— Fragmento para leer —
Arte y Letras Historia

El tenedor de Agripina

Nerón y su madre Agripina. Agripina corona a su joven hijo Nerón con laurel. Foto Carlos Delgado (CC)
Nerón y su madre Agripina. Agripina corona a su joven hijo Nerón con laurel. Foto: Carlos Delgado (CC)

I, Tiberius Claudius Drusus Nero Germanicus… this, that and the other, who was once, and not so long ago, better known to my friends and relatives as Claudius the Idiot, or That Fool Claudius, or Claudius the Stammerer, am now about to write the strange history of my life.

Hubo un tiempo en el que todo el mundo veía los mismos programas de televisión, y así, durante trece semanas de 1978, la dinastía Julio-Claudia devino protagonista habitual de las conversaciones de café en España. No es que los espectadores no estuvieran familiarizados con los antiguos romanos (al fin y al cabo los años de apogeo del peplum no quedaban tan lejos en el tiempo), pero la emisión de Yo, Claudio por la entonces llamada primera cadena de RTVE resultó chocante en muchos aspectos.

Actualmente, debido a la multiplicidad de canales de distribución, las series encuentran su público natural vía Blu-ray, copia de seguridad o canal de streaming; pero en una época en la que la mayoría de los televisores eran en blanco y negro, emitían solo dos canales, un magnetoscopio costaba el sueldo de varios meses y todavía estaba por abrir el primer videoclub del país, los espectadores se sentaron a la mesa, conectaron el aparato y se expusieron a lo que echaran. Y lo que les echaron fue un retrato naturalista de la primera dinastía de emperadores romanos interpretado por un florilegio de la cantera de actores de la BBC que, con su oxoniense dicción —oculta en España tras el siniestro velo del doblaje—, respaldados por unos decorados austeros pero documentados hasta el último detalle, enfundados en un impecable vestuario y rodeados de un atrezo digno de los anaqueles del British Museum, dieron vida a los sólidos personajes construidos por Robert Graves en sus dos novelas a partir de los testimonios del historiador Tácito y del chismógrafo Suetonio. Es decir, se encontraron con una familia de hienas en celo que era un compendio de brutalidad etrusca, diplomacia florentina renacentista y maneras de la Cosa Nostra

Si bien el armazón de la historia, la descripción gélidamente zoológica de una familia endogámica hasta la náusea y azotada por la locura que se devora a sí misma, no era ni mucho menos la alegría de la huerta sino más bien una horripilante sucesión de atrocidades, no carecía, por otra parte, de toques de sutil y autorreferente humor británico —no vale la pena conquistar Britania, decía Druso, porque allí no hay nada de valor y los Britanos son malos esclavos; o, al quejarse Mesalina de su aburrimiento, el actor Mnester, su amante, le respondía que tal vez debía haber acompañado al emperador en la invasión de Britania, «pues dicen que los hombres son allí tan salvajes que las mujeres viven en un permanente estado de éxtasis», para a continuación proponerle desafiar a Escila, la más famosa prostituta de Roma, a un torneo de resistencia— ni de destellos de auténtica ironía trágica —Livia, la esposa de Augusto, que ya había decidido eliminar a los nietos de este para allanar el camino a la sucesión de su hijo Tiberio, abrazaba a los niños afablemente, y el emperador, arrobado ante la escena, la celebraba como imagen del verdadero espíritu de la familia romana—.

— Enunciado del ejercicio —
Reescribe todo lo que va desde "Hubo un tiempo" hasta "en muchos aspectos." en el artículo sobre Yo, Claudio, y cambia "trece semanas" por "doce semanas".

— Entradas guardadas —
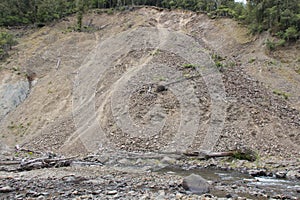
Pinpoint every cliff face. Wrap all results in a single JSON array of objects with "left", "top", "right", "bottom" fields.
[{"left": 0, "top": 8, "right": 300, "bottom": 158}]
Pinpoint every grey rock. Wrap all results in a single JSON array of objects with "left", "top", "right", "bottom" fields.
[
  {"left": 275, "top": 171, "right": 286, "bottom": 178},
  {"left": 248, "top": 169, "right": 267, "bottom": 177},
  {"left": 106, "top": 190, "right": 118, "bottom": 195},
  {"left": 286, "top": 170, "right": 300, "bottom": 179},
  {"left": 0, "top": 186, "right": 15, "bottom": 193},
  {"left": 0, "top": 75, "right": 30, "bottom": 121},
  {"left": 161, "top": 156, "right": 176, "bottom": 165},
  {"left": 182, "top": 174, "right": 210, "bottom": 194}
]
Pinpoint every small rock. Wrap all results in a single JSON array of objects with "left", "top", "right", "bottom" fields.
[
  {"left": 286, "top": 171, "right": 300, "bottom": 179},
  {"left": 248, "top": 169, "right": 267, "bottom": 177},
  {"left": 161, "top": 156, "right": 176, "bottom": 164},
  {"left": 182, "top": 174, "right": 210, "bottom": 194},
  {"left": 0, "top": 186, "right": 14, "bottom": 193},
  {"left": 106, "top": 190, "right": 118, "bottom": 195},
  {"left": 275, "top": 171, "right": 286, "bottom": 178}
]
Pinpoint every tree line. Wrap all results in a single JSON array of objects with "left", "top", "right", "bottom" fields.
[{"left": 0, "top": 0, "right": 300, "bottom": 58}]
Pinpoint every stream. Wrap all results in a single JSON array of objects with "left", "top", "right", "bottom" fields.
[{"left": 158, "top": 167, "right": 300, "bottom": 199}]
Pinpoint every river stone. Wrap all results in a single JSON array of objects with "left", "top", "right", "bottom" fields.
[
  {"left": 182, "top": 174, "right": 210, "bottom": 194},
  {"left": 0, "top": 186, "right": 14, "bottom": 193},
  {"left": 286, "top": 170, "right": 300, "bottom": 179}
]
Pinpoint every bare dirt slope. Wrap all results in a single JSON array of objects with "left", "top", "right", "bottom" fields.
[{"left": 0, "top": 8, "right": 300, "bottom": 159}]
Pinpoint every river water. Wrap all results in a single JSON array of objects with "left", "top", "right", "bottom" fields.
[{"left": 159, "top": 167, "right": 300, "bottom": 199}]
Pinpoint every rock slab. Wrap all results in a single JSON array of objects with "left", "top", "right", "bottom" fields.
[{"left": 182, "top": 174, "right": 210, "bottom": 194}]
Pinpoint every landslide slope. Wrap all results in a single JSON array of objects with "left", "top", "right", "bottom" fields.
[{"left": 0, "top": 8, "right": 300, "bottom": 159}]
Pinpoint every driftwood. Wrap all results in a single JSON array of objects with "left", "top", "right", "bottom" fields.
[
  {"left": 56, "top": 58, "right": 61, "bottom": 70},
  {"left": 183, "top": 151, "right": 236, "bottom": 159},
  {"left": 18, "top": 156, "right": 77, "bottom": 171}
]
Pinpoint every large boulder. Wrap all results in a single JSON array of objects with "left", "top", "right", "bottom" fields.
[
  {"left": 182, "top": 174, "right": 210, "bottom": 194},
  {"left": 0, "top": 71, "right": 30, "bottom": 122}
]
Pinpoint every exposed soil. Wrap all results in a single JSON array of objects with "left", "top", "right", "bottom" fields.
[{"left": 0, "top": 8, "right": 300, "bottom": 199}]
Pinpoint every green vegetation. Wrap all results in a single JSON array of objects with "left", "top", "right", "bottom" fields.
[
  {"left": 7, "top": 122, "right": 31, "bottom": 137},
  {"left": 0, "top": 0, "right": 300, "bottom": 59},
  {"left": 232, "top": 149, "right": 259, "bottom": 162},
  {"left": 0, "top": 31, "right": 17, "bottom": 60}
]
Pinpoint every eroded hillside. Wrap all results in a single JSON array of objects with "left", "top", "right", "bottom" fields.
[{"left": 0, "top": 8, "right": 300, "bottom": 159}]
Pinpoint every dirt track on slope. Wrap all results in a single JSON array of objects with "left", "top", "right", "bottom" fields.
[{"left": 0, "top": 8, "right": 300, "bottom": 159}]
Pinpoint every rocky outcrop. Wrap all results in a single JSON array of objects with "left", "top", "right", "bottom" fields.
[
  {"left": 0, "top": 71, "right": 30, "bottom": 122},
  {"left": 182, "top": 174, "right": 210, "bottom": 194}
]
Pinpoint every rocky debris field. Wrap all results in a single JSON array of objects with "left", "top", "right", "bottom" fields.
[
  {"left": 0, "top": 151, "right": 300, "bottom": 199},
  {"left": 0, "top": 7, "right": 300, "bottom": 199}
]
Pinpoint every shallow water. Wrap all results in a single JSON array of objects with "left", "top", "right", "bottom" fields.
[{"left": 158, "top": 167, "right": 300, "bottom": 199}]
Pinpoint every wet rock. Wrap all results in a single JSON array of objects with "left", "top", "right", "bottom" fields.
[
  {"left": 248, "top": 169, "right": 267, "bottom": 177},
  {"left": 106, "top": 190, "right": 118, "bottom": 195},
  {"left": 161, "top": 156, "right": 176, "bottom": 165},
  {"left": 0, "top": 186, "right": 14, "bottom": 193},
  {"left": 275, "top": 171, "right": 286, "bottom": 178},
  {"left": 182, "top": 174, "right": 210, "bottom": 194},
  {"left": 286, "top": 171, "right": 300, "bottom": 179}
]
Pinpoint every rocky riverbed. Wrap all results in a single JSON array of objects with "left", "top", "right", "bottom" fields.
[{"left": 0, "top": 152, "right": 300, "bottom": 199}]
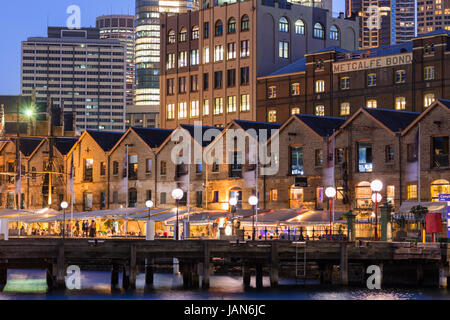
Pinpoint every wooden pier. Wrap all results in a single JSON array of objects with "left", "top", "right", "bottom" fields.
[{"left": 0, "top": 238, "right": 450, "bottom": 289}]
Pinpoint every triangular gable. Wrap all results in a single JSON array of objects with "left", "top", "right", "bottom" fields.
[{"left": 402, "top": 99, "right": 450, "bottom": 136}]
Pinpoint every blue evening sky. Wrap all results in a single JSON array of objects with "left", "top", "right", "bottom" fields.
[{"left": 0, "top": 0, "right": 345, "bottom": 95}]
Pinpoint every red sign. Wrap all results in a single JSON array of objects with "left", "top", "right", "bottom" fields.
[{"left": 426, "top": 212, "right": 442, "bottom": 233}]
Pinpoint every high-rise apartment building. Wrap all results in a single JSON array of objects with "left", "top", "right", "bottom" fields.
[
  {"left": 417, "top": 0, "right": 450, "bottom": 34},
  {"left": 21, "top": 27, "right": 126, "bottom": 133},
  {"left": 160, "top": 0, "right": 359, "bottom": 128},
  {"left": 132, "top": 0, "right": 198, "bottom": 127},
  {"left": 96, "top": 15, "right": 135, "bottom": 107}
]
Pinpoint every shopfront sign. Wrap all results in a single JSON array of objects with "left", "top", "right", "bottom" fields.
[
  {"left": 439, "top": 194, "right": 450, "bottom": 238},
  {"left": 333, "top": 52, "right": 412, "bottom": 73}
]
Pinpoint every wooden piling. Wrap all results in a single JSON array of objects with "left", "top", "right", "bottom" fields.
[
  {"left": 202, "top": 242, "right": 211, "bottom": 289},
  {"left": 270, "top": 242, "right": 280, "bottom": 288},
  {"left": 256, "top": 263, "right": 263, "bottom": 289},
  {"left": 340, "top": 243, "right": 348, "bottom": 286},
  {"left": 111, "top": 263, "right": 119, "bottom": 289},
  {"left": 130, "top": 245, "right": 137, "bottom": 289}
]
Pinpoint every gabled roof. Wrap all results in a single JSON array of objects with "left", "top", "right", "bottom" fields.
[
  {"left": 54, "top": 138, "right": 78, "bottom": 156},
  {"left": 402, "top": 99, "right": 450, "bottom": 135},
  {"left": 180, "top": 124, "right": 223, "bottom": 147},
  {"left": 131, "top": 127, "right": 173, "bottom": 149},
  {"left": 295, "top": 114, "right": 346, "bottom": 137},
  {"left": 268, "top": 57, "right": 306, "bottom": 76},
  {"left": 19, "top": 138, "right": 44, "bottom": 157},
  {"left": 87, "top": 130, "right": 124, "bottom": 152},
  {"left": 363, "top": 108, "right": 420, "bottom": 132}
]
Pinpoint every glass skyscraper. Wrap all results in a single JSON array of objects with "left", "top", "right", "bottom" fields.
[{"left": 132, "top": 0, "right": 199, "bottom": 127}]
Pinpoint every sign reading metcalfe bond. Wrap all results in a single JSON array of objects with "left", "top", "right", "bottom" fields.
[{"left": 333, "top": 52, "right": 412, "bottom": 73}]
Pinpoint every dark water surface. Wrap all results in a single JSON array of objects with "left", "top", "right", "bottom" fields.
[{"left": 0, "top": 270, "right": 450, "bottom": 300}]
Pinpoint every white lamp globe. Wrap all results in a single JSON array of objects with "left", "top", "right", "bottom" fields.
[
  {"left": 325, "top": 187, "right": 336, "bottom": 198},
  {"left": 370, "top": 180, "right": 383, "bottom": 192},
  {"left": 248, "top": 196, "right": 258, "bottom": 206},
  {"left": 172, "top": 188, "right": 184, "bottom": 200},
  {"left": 372, "top": 193, "right": 383, "bottom": 202}
]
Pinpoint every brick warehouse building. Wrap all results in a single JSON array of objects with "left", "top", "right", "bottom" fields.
[
  {"left": 0, "top": 99, "right": 450, "bottom": 212},
  {"left": 256, "top": 30, "right": 450, "bottom": 123},
  {"left": 160, "top": 0, "right": 358, "bottom": 129}
]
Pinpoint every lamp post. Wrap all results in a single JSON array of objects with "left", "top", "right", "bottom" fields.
[
  {"left": 172, "top": 188, "right": 184, "bottom": 241},
  {"left": 61, "top": 201, "right": 69, "bottom": 239},
  {"left": 370, "top": 180, "right": 383, "bottom": 241},
  {"left": 325, "top": 187, "right": 336, "bottom": 241},
  {"left": 145, "top": 200, "right": 154, "bottom": 240},
  {"left": 248, "top": 196, "right": 258, "bottom": 240}
]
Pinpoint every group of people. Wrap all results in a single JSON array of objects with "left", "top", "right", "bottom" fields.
[{"left": 74, "top": 220, "right": 97, "bottom": 238}]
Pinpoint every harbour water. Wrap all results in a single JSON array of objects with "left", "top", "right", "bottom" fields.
[{"left": 0, "top": 270, "right": 450, "bottom": 300}]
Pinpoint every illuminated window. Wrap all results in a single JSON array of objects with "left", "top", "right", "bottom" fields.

— Resultado esperado —
Hubo un tiempo en el que todo el mundo veía los mismos programas de televisión, y así, durante doce semanas de 1978, la dinastía Julio-Claudia devino protagonista habitual de las conversaciones de café en España. No es que los espectadores no estuvieran familiarizados con los antiguos romanos (al fin y al cabo los años de apogeo del peplum no quedaban tan lejos en el tiempo), pero la emisión de Yo, Claudio por la entonces llamada primera cadena de RTVE resultó chocante en muchos aspectos.